■ Prompt ■
Please copy out the listing below line for line, keeping every word and number unchanged.

■ Input records ■
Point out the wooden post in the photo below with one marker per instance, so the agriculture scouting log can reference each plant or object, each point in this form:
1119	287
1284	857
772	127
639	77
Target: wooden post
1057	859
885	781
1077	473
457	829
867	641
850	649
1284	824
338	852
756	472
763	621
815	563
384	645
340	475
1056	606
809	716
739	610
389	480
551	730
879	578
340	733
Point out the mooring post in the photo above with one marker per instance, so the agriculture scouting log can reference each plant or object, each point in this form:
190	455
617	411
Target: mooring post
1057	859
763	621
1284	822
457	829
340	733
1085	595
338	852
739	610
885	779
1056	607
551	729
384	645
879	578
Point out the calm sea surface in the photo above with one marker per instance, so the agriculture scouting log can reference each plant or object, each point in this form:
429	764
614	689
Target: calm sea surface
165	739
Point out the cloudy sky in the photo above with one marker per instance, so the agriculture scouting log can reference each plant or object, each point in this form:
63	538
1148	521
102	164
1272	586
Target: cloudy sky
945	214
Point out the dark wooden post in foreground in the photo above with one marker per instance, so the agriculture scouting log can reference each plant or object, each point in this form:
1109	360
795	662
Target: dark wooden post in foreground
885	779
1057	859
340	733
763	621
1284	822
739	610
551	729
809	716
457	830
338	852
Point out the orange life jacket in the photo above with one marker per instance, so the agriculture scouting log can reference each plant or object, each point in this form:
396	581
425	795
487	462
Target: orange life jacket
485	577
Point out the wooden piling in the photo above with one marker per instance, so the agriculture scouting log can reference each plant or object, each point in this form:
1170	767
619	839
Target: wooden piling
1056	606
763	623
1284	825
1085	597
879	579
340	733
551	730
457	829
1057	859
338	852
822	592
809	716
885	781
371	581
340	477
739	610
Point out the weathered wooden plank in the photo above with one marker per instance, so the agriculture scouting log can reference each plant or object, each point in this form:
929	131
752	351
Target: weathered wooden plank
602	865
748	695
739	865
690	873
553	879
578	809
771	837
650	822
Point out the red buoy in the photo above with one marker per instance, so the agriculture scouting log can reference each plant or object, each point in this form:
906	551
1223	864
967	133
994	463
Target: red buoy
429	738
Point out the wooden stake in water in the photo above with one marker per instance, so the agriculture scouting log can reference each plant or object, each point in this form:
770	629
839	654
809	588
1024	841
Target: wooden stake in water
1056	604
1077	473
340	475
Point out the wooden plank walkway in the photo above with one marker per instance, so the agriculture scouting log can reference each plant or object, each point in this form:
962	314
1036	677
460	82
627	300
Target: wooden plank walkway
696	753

■ Result below ■
Point out the wooden post in the photo below with one marker per instance, so the agriculture scouting log can reference each plant or object, each point in this form:
1119	287
1284	857
772	127
639	77
Target: wooden post
1057	859
885	781
1077	473
457	829
867	641
850	649
1284	824
338	852
756	472
763	621
815	563
384	645
340	475
1056	606
809	716
739	610
389	480
551	730
879	578
340	733
Point out the mooring post in the photo above with one marker per instance, so the agriculture scouting log can reference each plant or object, each point in this form:
190	455
617	411
Target: mooring post
1057	859
763	621
1284	822
457	829
340	733
1085	595
338	852
739	610
885	779
1056	607
551	729
384	645
879	578
Point out the calm sea surface in the photo above with one marker per instance, so the agriculture scouting log can reference each plant or object, each point in this form:
429	764
614	689
Target: calm sea surface
165	739
Point out the cloudy sky in the photo above with one marker per instance, so the agriculture scouting log can reference each plant or object, each point in this form:
63	538
1148	521
102	164
1272	586
Target: cloudy sky
945	214
Point out the dark wooden post in foreground in the photo above with one marker per instance, so the agriculture scouting log can reference each plant or object, each point in this form:
1109	360
795	662
Target: dark wooden post in foreground
885	779
1057	859
340	733
763	621
1284	822
739	610
551	729
809	716
457	830
338	852
Point out the orange life jacket in the photo above with one marker per instance, so the agriculture scouting log can reference each plant or object, each point in this form:
396	581
425	795
487	462
Target: orange life jacket
485	577
Point out the wooden piling in the photo above with one marker per instance, so the agriculture scouting log can reference each plant or object, each point in this form:
1170	767
619	839
Target: wooden piling
1056	606
763	623
1284	825
1085	597
879	579
340	733
551	730
457	829
1057	859
338	852
822	592
809	716
885	781
371	581
340	477
739	610
Point out the weathered wooden plank in the photo above with one marker per instance, so the agriculture scouting log can reference each plant or object, each point in this form:
929	131
752	351
Target: weathered wooden plank
602	865
748	695
739	865
690	873
553	879
578	809
771	837
650	822
Point out the red buoy in the photo above with one marker per instance, so the agriculture scouting log can reference each plant or object, each point in this form:
906	551
1223	864
967	133
994	463
Target: red buoy
429	738
Point out the wooden stake in water in the photo above with one marker per instance, so the agriculture scouting log can reference each plant or object, each point in this form:
770	629
839	654
809	588
1024	841
Target: wooden stake in water
1056	604
1077	473
340	475
Point out the wooden plank walkway in the photo above with one marker per instance, so the agriculture scouting log can reference each plant or object, each point in this form:
962	314
1036	677
460	82
627	300
Target: wooden plank walkway
696	753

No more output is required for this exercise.